[Directions]: Identify the line in which "Mark a point on each instance of the foreground" appears, then reproduce that line and all remaining lines of the records word for word.

[Referring expression data]
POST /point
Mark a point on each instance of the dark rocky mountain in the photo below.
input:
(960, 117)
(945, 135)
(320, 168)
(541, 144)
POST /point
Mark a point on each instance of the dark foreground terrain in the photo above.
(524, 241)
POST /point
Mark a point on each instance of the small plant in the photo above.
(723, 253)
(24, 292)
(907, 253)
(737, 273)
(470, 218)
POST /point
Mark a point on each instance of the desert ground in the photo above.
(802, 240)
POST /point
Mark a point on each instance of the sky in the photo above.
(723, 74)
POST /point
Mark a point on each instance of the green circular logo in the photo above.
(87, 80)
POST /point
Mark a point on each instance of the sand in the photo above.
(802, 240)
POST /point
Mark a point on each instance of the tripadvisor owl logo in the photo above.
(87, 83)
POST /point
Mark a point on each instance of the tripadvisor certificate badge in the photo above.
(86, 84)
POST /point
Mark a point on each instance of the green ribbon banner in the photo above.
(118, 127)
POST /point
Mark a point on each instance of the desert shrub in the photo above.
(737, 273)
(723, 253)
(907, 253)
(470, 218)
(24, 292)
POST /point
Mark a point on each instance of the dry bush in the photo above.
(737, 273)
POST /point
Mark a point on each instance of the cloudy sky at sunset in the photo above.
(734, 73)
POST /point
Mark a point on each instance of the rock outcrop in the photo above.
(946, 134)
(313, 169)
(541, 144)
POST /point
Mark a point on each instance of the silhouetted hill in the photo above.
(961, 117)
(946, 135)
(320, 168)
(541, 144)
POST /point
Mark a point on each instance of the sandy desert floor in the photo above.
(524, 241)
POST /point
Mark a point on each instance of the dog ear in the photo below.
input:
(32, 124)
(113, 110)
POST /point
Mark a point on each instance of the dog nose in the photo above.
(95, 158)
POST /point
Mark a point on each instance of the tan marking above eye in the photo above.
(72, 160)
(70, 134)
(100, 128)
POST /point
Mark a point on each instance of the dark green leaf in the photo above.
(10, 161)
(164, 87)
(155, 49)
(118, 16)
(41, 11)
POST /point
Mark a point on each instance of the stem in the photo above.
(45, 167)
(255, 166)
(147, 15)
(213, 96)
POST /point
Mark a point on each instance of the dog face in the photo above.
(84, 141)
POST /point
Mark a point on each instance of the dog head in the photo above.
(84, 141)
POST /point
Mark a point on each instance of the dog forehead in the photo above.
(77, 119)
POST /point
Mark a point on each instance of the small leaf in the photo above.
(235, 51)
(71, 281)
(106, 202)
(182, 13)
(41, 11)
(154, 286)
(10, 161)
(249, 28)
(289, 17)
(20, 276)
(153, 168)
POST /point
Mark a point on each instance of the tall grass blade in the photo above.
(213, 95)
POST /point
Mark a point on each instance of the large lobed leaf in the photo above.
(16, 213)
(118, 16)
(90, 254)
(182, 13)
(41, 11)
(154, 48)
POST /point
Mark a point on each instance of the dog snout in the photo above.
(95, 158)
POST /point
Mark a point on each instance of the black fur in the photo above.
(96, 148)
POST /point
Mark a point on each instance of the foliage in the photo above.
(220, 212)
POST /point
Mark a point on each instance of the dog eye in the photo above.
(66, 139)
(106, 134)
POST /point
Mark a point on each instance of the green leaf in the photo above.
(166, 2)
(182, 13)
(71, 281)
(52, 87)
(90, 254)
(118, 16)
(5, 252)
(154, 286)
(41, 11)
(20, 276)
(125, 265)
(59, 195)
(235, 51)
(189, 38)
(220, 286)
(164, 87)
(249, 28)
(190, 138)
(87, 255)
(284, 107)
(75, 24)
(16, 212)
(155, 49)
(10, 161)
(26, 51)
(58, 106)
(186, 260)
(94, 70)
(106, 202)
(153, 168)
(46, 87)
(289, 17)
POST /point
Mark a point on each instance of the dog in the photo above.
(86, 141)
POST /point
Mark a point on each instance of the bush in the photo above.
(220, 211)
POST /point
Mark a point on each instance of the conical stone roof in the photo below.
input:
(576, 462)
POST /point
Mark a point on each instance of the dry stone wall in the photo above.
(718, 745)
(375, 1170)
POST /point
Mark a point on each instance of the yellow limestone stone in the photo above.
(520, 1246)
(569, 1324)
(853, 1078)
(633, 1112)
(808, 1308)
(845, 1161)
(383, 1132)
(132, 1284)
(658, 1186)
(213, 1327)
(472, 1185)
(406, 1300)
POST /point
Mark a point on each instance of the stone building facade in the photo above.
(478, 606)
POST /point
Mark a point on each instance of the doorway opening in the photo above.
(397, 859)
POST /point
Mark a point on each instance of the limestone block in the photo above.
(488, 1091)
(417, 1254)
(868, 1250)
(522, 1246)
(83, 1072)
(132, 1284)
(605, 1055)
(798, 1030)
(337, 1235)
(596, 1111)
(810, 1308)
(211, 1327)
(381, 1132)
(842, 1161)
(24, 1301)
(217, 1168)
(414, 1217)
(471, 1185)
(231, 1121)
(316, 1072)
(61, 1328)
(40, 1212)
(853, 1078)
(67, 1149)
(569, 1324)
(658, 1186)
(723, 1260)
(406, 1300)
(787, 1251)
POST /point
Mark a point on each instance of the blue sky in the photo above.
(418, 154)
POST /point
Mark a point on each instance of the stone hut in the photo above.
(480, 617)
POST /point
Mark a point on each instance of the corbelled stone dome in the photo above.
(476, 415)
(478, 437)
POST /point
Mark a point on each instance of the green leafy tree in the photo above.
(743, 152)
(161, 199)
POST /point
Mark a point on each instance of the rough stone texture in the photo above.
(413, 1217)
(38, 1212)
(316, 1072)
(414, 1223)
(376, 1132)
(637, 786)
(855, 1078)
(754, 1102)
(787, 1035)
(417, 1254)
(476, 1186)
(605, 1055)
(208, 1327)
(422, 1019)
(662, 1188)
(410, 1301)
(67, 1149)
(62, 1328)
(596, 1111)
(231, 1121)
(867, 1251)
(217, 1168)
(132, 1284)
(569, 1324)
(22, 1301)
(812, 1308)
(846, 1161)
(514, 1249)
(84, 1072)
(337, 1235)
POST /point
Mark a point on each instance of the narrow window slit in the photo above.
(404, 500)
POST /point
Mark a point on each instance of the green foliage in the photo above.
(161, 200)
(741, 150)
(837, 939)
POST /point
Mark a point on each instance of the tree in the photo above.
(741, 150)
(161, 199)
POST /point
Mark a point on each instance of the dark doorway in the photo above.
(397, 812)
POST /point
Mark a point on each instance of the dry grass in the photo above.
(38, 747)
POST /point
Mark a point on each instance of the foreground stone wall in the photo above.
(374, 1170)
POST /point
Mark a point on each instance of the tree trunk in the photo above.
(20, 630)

[The completed task]:
Mark a point on each instance of the foreground stone wall in the photo above.
(374, 1170)
POST /point
Mark a point on each instance of the tree trunk in the photo above.
(20, 630)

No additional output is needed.